▶ **SET TASK**
Output the material below unchanged, apart from leaving out the pictures.

▶ **EXTRACTED ENTRIES**
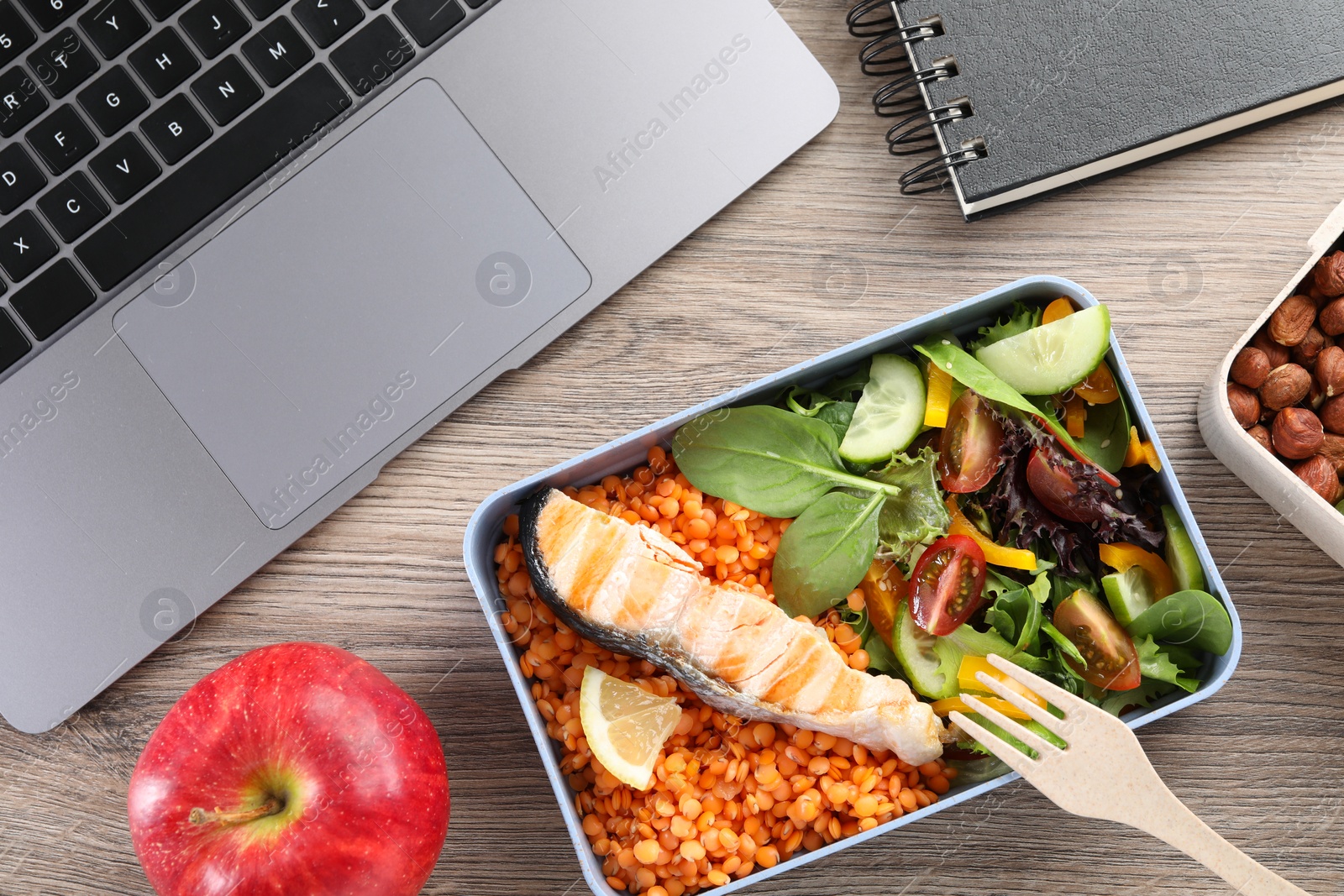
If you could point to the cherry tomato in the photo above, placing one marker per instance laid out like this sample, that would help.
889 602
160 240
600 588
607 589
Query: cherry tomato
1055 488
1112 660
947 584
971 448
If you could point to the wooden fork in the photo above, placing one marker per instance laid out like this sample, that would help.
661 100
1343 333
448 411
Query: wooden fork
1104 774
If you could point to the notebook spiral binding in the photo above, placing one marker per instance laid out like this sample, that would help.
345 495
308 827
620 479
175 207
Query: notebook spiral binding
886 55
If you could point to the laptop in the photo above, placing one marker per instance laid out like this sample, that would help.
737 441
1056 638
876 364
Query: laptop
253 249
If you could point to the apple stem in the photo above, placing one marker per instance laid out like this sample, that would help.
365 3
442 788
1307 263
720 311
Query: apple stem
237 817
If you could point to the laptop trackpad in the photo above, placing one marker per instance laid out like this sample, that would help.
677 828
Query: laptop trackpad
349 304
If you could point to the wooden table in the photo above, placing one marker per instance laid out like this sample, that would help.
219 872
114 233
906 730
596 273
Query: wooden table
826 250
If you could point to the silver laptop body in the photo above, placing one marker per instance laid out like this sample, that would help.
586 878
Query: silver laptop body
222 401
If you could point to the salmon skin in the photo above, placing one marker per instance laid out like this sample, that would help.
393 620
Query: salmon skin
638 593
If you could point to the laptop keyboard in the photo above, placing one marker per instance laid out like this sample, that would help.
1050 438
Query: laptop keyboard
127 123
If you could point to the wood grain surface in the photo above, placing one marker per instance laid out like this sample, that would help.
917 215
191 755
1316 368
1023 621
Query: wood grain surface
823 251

▶ **OUTPUT FOR THIS TASK**
If you could point to the cherry tomato in the photo above, placing one marker per instance laid out like this sample, that would help.
889 602
160 240
600 588
607 589
Query: cherry tomato
1055 488
1112 660
947 584
971 448
If you could point to the wooden fork in the photo above, placing one marker per instance laid out like this sample, that would help.
661 100
1343 333
448 411
Query: wooden fork
1104 774
If you could point to the notebook spiral binding in the photo above, placing one marker per instance laid out like this sample, that would help.
345 495
308 827
620 479
175 207
Query: notebook spiral binding
886 55
If you could point to the laptop in the photo above, placing one marker per instance laid out like this sample, that would help.
737 441
1056 638
876 364
Query: laptop
253 249
If you could point to the apple stem in the photo above, placing one marker per instance laid out like this sample, that would help.
365 3
442 788
1307 263
720 311
Query: apple stem
237 817
If you could point to the laptop trackpad in the photo above, placing one marker per instance laid out like this sample, that would help.
677 828
Query: laptop trackpad
349 304
If you could point to the wooden table in the photo above, placing one marker per instance laid out like this sample, that would help.
219 872
114 233
906 730
596 273
Query: wooden table
826 250
If you could point to the silver laptop body in the photo above, placing one marker per instance laid out like this sample, that would help.
586 878
Query: silver laptop body
222 401
If you could point to the salmon skin in the photo above, placing one marker per instance laid out like this sample, that would help.
393 620
Query: salmon skin
638 593
If you could point to the laptop keyboard in the photo above, placing one marker per instance laid out like this sample, that would help.
1050 438
Query: laptop keyboard
127 123
If you could point to the wood grain surface in the photo above, placing one marker per instance laid out like this sample, that would help.
917 215
191 755
1316 368
1023 621
Query: wood grain surface
823 251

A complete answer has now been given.